** Document segment **
==*==

Fullness Factor: Gut hormone tells brain the stomach is well fed

Sooner or later during a meal–unfortunately often later–you become satiated, and your body lets your brain know that there’s no need to eat more. Scientists suspect that the body coveys this message in multiple ways, but one research team now reports that a hormone discovered more than 2 decades ago could be the primary satiety signal sent to the brain.

People who fasted and then received an injection of the hormone, called PYY3-36, 2 hours before an open buffet ate about one-third less than when they didn’t get the hormone. And young mice receiving twice-daily injections of the hormone over a week showed suppressed appetites and far less weight gain than untreated rodents did.

These and other findings reported in the Aug. 8 Nature suggest that studies of PYY3-36 could lead to new ways of treating obesity and eating disorders. “It’s a pretty potent appetite inhibitor,” says Stephen R. Bloom of Imperial College in London, who led the work.

In many ways, PYY3-36 appears to be the counterpart of ghrelin, a stomach-produced hormone that travels to the brain and stimulates appetite (SN: 2/16/02, p. 107: The Hunger Hormone?). The concentration of ghrelin in a person’s blood rises before meals and falls afterward, whereas PYY3-36 follows the opposite pattern. Instead of directly blocking ghrelin’s hunger-inducing actions, physicians might use PYY3-36 or mimics of it to curb appetite.

Ghrelin and PYY3-36 “are roughly equally potent. One increases food intake by about a third; the other decreases it by about the same amount,” says Bloom.

In the 1970s, scientists found PYY3-36 in pig intestines. Bloom and other investigators subsequently discovered that the small and large intestines of people secrete PYY3-36 into the blood after every meal in amounts proportional to the caloric content of a meal. In the 1980s, the researchers injected the protein into people to study its effects on stomach actions such as acid secretion.

==*==

** Questions **
[1] Do the following statements agree with the article on the gut hormone PYY3-36? Answer yes or no for each and quote the deciding words. (a) People injected with PYY3-36 before a buffet ate about one-third less than when they had no injection. (b) The ghrelin concentration in a person's blood falls before meals. (c) PYY3-36 was first found in pig intestines in the 1970s.
[2] Rewrite the article on the gut hormone PYY3-36 from "In the 1970s, scientists" up to and including "as acid secretion.", putting "hog intestines" in place of "pig intestines".
[3] Write what follows the final sentence of the article on the gut hormone PYY3-36.

==*==

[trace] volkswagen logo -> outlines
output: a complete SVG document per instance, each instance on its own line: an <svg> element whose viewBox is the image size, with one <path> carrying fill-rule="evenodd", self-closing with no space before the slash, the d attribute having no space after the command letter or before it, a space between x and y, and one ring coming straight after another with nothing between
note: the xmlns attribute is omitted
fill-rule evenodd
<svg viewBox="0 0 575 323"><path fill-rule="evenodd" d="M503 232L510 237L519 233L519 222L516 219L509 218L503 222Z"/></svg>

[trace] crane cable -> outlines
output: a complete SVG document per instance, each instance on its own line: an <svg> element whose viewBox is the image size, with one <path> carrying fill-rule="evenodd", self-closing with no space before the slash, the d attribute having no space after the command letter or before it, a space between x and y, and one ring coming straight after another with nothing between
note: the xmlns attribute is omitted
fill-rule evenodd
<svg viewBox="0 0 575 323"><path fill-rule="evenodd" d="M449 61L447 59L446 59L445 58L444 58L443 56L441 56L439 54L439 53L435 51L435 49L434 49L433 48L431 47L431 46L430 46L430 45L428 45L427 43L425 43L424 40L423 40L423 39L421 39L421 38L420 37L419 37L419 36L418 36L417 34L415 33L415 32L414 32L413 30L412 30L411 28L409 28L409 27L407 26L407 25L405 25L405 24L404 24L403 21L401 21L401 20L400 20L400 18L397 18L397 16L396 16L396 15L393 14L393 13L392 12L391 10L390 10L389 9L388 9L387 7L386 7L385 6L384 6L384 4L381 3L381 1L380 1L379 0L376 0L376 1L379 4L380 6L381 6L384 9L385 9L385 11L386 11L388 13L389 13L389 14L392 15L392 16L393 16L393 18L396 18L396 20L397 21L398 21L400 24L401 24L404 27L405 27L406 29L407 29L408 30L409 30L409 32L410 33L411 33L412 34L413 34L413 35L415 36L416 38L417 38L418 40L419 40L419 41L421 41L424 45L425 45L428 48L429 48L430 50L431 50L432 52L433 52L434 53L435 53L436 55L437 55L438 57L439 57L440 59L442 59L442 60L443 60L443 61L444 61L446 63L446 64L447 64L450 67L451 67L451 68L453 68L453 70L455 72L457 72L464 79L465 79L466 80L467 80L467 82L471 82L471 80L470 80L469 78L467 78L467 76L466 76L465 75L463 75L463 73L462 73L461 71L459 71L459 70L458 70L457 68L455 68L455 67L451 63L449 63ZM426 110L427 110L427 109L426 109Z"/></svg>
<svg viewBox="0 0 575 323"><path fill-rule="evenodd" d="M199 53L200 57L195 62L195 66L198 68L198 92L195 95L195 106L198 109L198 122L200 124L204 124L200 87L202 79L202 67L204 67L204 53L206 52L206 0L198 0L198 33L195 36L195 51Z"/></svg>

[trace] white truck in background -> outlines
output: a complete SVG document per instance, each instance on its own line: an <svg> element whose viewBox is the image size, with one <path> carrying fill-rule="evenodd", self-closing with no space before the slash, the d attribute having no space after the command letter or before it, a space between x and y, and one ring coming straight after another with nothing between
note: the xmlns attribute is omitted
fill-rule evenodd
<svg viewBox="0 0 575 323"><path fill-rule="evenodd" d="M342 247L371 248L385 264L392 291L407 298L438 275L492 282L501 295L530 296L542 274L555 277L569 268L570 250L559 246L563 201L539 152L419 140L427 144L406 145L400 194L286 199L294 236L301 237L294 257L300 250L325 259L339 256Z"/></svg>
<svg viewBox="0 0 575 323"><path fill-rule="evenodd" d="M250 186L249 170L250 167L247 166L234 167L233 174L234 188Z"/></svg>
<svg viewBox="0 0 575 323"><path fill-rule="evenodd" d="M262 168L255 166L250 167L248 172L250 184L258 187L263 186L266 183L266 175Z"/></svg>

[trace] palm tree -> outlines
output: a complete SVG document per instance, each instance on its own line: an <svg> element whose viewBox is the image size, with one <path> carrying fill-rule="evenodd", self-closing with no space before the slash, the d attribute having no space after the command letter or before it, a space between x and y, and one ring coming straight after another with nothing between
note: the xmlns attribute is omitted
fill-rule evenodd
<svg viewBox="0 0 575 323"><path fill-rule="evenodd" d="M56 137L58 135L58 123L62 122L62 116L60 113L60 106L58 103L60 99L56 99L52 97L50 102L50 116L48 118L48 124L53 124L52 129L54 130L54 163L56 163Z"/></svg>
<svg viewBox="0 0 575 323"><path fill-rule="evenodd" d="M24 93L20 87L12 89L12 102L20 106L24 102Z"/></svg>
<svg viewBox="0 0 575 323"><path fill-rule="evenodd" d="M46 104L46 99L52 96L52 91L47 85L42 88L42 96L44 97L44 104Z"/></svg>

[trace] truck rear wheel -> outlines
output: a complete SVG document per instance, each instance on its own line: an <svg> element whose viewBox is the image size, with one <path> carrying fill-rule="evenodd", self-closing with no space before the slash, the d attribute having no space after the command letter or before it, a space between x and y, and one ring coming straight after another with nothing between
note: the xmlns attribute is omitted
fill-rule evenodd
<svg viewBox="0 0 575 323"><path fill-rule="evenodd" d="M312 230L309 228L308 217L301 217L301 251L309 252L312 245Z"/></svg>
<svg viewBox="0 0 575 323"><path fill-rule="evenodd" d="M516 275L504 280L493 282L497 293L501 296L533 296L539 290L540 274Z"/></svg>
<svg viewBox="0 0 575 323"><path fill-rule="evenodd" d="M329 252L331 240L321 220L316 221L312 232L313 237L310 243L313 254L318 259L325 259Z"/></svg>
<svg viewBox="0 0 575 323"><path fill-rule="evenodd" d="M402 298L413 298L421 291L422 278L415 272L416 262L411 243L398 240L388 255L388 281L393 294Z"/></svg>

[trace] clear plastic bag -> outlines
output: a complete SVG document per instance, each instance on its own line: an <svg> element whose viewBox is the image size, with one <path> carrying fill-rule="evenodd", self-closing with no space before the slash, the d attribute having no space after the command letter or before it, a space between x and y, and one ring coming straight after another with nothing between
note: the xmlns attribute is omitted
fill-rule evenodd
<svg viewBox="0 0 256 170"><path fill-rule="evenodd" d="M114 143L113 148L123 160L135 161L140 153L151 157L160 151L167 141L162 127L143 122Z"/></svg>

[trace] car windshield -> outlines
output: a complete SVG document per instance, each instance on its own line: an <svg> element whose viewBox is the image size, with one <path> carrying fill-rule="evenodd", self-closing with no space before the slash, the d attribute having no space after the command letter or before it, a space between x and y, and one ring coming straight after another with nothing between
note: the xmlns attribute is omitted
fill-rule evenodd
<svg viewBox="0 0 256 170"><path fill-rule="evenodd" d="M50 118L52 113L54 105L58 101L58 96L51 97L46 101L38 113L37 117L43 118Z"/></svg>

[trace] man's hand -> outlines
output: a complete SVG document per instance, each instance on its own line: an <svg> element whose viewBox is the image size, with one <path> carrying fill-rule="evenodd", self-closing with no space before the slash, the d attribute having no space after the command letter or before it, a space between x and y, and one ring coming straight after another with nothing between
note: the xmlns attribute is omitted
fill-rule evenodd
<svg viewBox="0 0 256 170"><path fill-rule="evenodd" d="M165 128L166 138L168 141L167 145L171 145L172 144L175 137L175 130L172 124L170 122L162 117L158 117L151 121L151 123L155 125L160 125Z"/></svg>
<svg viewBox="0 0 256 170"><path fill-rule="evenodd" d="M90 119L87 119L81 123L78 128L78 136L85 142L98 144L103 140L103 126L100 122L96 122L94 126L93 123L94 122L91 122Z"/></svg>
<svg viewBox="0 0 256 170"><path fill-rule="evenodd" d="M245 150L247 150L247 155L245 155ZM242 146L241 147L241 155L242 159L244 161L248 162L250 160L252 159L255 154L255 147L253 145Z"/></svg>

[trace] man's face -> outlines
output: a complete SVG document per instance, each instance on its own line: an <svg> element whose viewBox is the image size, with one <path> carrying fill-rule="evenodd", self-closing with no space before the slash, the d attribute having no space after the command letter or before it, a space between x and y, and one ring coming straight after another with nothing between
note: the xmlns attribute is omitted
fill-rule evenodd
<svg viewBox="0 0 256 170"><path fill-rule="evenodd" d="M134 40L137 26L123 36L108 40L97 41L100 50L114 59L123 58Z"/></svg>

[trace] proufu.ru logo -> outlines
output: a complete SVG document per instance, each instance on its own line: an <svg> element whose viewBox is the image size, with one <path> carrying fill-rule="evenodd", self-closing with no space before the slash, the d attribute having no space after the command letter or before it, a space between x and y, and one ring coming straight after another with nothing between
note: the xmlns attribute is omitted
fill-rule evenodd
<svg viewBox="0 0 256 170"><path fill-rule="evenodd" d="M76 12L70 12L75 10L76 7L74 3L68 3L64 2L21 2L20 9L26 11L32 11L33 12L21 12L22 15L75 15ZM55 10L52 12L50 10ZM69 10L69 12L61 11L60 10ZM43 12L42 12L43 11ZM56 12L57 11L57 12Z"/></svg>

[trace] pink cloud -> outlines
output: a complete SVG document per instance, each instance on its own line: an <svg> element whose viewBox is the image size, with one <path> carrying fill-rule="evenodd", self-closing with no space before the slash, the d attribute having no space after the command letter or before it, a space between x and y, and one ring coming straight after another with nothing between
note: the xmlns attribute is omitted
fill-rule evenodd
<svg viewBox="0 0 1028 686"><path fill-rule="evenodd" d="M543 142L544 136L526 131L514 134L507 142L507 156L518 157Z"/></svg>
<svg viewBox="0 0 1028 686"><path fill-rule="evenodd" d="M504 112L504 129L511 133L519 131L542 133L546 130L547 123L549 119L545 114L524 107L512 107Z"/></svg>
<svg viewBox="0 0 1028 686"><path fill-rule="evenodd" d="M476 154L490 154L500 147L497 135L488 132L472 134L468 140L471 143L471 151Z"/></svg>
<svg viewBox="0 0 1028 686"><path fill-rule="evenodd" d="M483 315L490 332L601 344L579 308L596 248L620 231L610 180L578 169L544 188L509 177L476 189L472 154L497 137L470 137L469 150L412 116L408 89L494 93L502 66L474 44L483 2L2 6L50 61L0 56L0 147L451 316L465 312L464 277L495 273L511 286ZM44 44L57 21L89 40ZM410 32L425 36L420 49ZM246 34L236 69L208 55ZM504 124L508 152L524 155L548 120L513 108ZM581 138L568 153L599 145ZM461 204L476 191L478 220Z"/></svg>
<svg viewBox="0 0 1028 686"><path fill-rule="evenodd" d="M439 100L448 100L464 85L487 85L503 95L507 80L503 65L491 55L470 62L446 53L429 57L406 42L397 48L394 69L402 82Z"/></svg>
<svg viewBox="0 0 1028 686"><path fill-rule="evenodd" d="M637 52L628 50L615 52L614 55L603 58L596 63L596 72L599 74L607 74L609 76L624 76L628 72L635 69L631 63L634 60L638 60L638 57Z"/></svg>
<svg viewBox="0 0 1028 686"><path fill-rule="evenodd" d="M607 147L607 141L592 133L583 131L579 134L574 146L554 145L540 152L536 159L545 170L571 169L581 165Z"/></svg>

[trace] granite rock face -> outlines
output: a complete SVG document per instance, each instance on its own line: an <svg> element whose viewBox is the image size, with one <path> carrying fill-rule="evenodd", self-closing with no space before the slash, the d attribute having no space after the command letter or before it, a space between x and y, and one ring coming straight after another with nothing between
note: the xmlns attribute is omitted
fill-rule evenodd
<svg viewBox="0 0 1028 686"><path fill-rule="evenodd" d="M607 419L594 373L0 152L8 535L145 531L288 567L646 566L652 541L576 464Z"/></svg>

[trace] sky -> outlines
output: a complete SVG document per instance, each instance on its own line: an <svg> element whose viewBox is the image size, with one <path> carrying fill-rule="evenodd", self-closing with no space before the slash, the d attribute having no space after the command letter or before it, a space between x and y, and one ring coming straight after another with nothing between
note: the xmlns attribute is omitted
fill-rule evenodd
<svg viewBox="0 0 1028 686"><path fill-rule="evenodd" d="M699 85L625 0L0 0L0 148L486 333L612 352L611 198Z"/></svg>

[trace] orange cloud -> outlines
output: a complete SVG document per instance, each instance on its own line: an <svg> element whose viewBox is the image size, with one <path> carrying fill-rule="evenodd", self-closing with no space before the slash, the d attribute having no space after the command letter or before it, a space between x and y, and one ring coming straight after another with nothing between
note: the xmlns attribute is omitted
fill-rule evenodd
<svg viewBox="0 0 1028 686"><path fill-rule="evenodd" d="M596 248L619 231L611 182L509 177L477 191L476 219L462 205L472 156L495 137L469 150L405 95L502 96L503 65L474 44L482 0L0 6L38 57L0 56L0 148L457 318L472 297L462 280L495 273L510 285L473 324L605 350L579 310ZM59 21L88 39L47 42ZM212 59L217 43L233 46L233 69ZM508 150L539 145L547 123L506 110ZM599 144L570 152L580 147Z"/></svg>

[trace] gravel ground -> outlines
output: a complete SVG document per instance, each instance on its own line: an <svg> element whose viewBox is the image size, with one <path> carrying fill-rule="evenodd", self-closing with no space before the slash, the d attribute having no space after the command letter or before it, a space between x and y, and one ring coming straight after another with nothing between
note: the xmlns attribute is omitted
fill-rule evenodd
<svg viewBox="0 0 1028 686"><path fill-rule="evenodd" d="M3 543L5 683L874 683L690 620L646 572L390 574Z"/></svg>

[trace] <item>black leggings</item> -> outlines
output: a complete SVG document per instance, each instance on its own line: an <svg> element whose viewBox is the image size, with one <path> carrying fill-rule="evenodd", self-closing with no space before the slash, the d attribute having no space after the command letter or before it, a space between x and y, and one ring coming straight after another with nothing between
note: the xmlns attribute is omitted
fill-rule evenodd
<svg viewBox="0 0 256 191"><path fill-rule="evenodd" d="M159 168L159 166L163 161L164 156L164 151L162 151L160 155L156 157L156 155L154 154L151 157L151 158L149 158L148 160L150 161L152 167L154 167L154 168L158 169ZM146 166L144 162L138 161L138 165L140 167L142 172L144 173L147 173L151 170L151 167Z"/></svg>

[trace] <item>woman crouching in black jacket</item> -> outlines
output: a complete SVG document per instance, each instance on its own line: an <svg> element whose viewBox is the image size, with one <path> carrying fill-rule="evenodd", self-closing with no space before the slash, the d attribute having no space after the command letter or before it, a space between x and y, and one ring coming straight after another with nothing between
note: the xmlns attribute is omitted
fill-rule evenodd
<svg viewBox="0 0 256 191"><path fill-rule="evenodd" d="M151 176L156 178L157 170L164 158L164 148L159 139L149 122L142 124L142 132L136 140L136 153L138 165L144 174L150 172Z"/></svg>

==*==

** Results of the exercise **
[1]
(a) Yes: "ate about one-third less than when they didn’t get the hormone."
(b) No: "The concentration of ghrelin in a person’s blood rises before meals and falls afterward."
(c) Yes: "In the 1970s, scientists found PYY3-36 in pig intestines."

[2]
In the 1970s, scientists found PYY3-36 in hog intestines. Bloom and other investigators subsequently discovered that the small and large intestines of people secrete PYY3-36 into the blood after every meal in amounts proportional to the caloric content of a meal. In the 1980s, the researchers injected the protein into people to study its effects on stomach actions such as acid secretion.

[3]
“We didn’t think to look at appetite,” says Bloom.

In the new work, the researchers found that the hormone prevents specific brain cells from secreting a potent appetite-inducing chemical signal. They also identified the brain-cell-surface protein that PYY3-36 acts upon, a potential target for drugs mimicking the gut hormone. Scientists will probably seek an oral drug, since PYY3-36 must be administered by injection.

To reveal all the hormone’s roles, Bloom’s team is creating genetically engineered mice that lack PYY3-36. “It seems to be a postdigestive hormone, switching off appetite, delaying the emptying of the stomach because enough food has gotten into the intestines, and inhibiting acid secretion because you finished eating and no longer need it,” he says.

The range of findings that Bloom and his colleagues present impresses David E. Cummings of the University of Washington in Seattle, who studies ghrelin. In a single report, he says, they’ve shown appetite suppression by the hormone in both rodents and people and described the brain pathway by which PYY3-36 appears to work.

Still, Cummings notes that other putative satiety factors have generated excitement but failed to develop into a viable drug for obesity. “We’ve been down this road before,” he cautions.